Here at Builder.ai, user experience (UX) is doubly important. We have to make sure the UX of our customer-facing products, like Builder Studio and Studio One, is easy to use and expresses what Builder is all about. And we have to make sure we build products that are equally as expressive of customers’ ethos and delight their users, too.
That means we have to be locked in when it comes to UX design, and for that we need a UX strategy. But what is that?
We’ll get into it in more depth, but the tl;dr is that:
A UX strategy is a long-term directional approach that guides design and experience-related decisions in an organisation.
Or, it’s how design principles intersect with brand and staff skills.
Ultimately, a design strategy will improve how a company approaches UX, driving business outcomes. Better products, happier customers, more customers.
So let’s get into it.
Why is a UX strategy important?
It engenders cross-team alignment
A UX strategy ensures that all staff working in design and product are aligned on the company’s overall UX vision. It provides a source of truth for creative direction for individual designers, and through review processes, provides a self-correcting creative model in which all team members keep each other’s work aligned with the strategy.

----------

> STATED GOAL 1
In the passage on UX strategy, what does a UX strategy provide for individual designers?

> Stored items from a collection
----------

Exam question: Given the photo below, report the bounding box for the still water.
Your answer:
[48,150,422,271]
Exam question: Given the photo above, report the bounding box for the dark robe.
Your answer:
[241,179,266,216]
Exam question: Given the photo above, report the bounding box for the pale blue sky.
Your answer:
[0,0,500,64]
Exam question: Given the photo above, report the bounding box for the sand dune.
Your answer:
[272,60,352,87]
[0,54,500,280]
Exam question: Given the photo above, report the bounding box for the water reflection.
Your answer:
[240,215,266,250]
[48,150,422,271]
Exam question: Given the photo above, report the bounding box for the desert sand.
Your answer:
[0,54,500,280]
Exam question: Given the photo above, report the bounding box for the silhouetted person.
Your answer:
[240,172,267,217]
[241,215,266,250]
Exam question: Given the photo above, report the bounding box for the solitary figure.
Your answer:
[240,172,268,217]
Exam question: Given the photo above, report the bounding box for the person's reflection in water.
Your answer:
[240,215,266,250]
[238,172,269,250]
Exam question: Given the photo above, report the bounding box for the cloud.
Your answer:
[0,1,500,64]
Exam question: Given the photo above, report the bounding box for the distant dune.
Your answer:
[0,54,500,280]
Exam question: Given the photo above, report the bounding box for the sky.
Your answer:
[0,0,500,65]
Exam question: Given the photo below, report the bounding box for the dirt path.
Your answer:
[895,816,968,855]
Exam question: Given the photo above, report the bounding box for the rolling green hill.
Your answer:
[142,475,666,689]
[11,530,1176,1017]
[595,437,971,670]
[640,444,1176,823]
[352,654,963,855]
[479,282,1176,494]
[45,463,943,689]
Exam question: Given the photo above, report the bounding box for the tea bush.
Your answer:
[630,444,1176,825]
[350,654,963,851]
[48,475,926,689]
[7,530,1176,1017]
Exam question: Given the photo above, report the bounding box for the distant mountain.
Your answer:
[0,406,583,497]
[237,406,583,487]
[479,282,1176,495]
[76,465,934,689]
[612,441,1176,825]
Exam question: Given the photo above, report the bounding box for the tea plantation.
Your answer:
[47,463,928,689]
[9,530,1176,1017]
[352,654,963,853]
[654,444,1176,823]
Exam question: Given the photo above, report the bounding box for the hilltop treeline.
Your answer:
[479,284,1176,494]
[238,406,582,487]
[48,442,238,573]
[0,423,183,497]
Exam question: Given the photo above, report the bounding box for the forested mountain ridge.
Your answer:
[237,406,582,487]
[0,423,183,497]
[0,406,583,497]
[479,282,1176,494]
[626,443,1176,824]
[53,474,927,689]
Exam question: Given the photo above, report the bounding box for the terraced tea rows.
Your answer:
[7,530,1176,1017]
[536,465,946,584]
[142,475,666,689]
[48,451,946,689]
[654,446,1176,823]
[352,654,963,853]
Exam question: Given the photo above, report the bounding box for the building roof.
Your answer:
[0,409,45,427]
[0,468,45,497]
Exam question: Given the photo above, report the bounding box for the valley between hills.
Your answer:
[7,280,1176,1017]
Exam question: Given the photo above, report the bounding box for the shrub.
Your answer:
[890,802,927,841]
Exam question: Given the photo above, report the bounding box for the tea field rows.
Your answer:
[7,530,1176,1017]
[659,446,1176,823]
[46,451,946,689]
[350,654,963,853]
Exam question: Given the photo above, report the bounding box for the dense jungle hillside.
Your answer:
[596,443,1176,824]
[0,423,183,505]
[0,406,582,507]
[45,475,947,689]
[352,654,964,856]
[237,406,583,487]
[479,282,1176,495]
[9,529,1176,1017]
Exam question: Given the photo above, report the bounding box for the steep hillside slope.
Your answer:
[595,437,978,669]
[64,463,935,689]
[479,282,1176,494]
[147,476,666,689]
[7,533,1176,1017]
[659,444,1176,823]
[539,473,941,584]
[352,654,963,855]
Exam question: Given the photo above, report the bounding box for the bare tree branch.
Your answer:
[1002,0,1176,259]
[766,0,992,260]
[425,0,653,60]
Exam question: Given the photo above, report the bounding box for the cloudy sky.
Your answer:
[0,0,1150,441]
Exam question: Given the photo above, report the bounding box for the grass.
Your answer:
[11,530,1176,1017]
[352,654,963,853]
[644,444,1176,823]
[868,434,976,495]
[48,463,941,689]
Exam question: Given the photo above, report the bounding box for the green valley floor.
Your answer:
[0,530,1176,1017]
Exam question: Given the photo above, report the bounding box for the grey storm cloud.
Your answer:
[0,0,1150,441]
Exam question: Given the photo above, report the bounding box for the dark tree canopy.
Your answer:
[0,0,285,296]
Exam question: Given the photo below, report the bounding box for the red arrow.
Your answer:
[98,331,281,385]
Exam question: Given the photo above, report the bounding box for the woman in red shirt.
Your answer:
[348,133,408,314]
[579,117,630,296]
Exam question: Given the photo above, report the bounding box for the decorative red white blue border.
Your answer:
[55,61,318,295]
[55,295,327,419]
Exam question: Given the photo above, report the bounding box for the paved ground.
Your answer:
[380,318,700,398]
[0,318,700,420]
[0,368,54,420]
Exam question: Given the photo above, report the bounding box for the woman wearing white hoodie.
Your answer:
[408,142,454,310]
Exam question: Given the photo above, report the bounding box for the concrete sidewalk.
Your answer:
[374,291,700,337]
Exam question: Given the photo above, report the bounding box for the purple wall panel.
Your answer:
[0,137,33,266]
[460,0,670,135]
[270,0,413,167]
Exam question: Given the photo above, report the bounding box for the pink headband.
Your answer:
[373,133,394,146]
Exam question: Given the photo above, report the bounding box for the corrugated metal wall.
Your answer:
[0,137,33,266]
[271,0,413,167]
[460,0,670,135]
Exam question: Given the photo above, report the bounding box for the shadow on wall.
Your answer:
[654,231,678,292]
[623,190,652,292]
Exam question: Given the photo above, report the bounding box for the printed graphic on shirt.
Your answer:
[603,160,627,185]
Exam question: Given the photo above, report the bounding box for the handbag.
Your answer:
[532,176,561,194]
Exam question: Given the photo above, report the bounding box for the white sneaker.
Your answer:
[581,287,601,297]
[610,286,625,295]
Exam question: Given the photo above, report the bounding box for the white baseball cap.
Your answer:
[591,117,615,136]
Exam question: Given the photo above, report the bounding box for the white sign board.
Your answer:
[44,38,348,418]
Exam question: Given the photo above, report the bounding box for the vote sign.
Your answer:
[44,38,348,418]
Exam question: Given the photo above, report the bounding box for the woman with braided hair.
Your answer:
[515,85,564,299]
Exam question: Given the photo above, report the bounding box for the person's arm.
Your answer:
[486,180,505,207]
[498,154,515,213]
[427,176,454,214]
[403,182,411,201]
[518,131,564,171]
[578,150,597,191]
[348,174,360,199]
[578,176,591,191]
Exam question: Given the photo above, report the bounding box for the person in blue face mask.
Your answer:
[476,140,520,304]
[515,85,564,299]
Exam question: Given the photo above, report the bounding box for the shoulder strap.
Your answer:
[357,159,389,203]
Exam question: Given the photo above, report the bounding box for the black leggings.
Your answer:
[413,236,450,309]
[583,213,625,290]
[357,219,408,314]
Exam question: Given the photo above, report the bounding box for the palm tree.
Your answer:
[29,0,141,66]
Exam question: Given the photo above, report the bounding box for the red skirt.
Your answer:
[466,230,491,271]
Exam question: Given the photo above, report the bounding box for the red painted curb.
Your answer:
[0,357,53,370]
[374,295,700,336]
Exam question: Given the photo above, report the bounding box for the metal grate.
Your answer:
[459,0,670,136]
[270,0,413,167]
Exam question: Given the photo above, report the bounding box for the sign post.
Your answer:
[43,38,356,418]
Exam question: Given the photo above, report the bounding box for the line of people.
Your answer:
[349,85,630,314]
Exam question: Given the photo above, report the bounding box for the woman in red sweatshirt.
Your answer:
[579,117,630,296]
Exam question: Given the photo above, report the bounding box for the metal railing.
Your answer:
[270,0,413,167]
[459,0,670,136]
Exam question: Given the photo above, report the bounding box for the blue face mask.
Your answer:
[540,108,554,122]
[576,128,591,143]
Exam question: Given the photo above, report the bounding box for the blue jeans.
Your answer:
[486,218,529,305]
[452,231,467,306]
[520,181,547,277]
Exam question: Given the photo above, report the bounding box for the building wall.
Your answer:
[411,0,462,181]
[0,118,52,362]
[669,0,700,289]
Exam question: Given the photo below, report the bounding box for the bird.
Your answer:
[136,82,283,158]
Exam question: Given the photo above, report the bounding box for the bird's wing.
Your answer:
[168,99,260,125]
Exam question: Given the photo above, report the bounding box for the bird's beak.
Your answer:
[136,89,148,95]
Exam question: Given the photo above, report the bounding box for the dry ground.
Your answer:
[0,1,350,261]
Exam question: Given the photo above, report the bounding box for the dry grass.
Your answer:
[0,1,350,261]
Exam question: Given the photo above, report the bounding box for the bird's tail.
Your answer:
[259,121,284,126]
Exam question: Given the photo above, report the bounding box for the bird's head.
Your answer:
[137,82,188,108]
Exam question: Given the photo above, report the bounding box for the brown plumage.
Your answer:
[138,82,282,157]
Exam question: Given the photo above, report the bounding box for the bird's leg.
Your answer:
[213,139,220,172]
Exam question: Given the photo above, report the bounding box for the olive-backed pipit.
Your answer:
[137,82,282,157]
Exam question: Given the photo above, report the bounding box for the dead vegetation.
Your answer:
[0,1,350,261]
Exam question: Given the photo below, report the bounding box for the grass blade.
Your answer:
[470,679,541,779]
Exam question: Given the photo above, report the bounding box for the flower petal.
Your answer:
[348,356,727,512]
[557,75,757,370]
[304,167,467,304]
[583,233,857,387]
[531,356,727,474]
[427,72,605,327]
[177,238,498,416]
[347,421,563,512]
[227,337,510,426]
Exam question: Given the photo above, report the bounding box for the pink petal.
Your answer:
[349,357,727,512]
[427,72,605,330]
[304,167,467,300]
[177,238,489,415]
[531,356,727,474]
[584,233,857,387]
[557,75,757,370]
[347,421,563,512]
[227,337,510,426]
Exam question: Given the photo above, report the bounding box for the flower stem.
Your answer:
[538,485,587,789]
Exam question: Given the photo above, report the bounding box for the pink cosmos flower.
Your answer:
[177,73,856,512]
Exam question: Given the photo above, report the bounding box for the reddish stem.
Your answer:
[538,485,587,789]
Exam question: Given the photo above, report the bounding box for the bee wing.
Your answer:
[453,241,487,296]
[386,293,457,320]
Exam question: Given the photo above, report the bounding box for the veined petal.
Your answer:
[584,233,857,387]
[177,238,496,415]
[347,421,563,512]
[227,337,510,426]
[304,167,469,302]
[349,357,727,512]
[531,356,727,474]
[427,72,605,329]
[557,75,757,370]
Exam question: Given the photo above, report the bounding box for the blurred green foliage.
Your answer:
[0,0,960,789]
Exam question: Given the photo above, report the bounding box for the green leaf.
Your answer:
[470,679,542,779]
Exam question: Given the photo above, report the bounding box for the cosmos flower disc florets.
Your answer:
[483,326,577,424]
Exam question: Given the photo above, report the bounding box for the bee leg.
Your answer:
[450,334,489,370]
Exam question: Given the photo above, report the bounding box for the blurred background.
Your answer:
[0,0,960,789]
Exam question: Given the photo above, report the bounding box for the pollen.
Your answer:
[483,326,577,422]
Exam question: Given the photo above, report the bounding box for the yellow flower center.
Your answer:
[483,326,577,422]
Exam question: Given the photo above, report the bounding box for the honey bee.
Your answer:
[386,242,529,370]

----------

> STATED GOAL 2
Print the rows verbatim, from their first line through the line containing "[241,179,266,216]".

> TASK RESPONSE 1
A source of truth for creative direction.

> TASK RESPONSE 2
Exam question: Given the photo below, report the bounding box for the still water.
Your answer:
[48,150,422,271]
Exam question: Given the photo above, report the bounding box for the dark robe.
Your answer:
[241,179,266,216]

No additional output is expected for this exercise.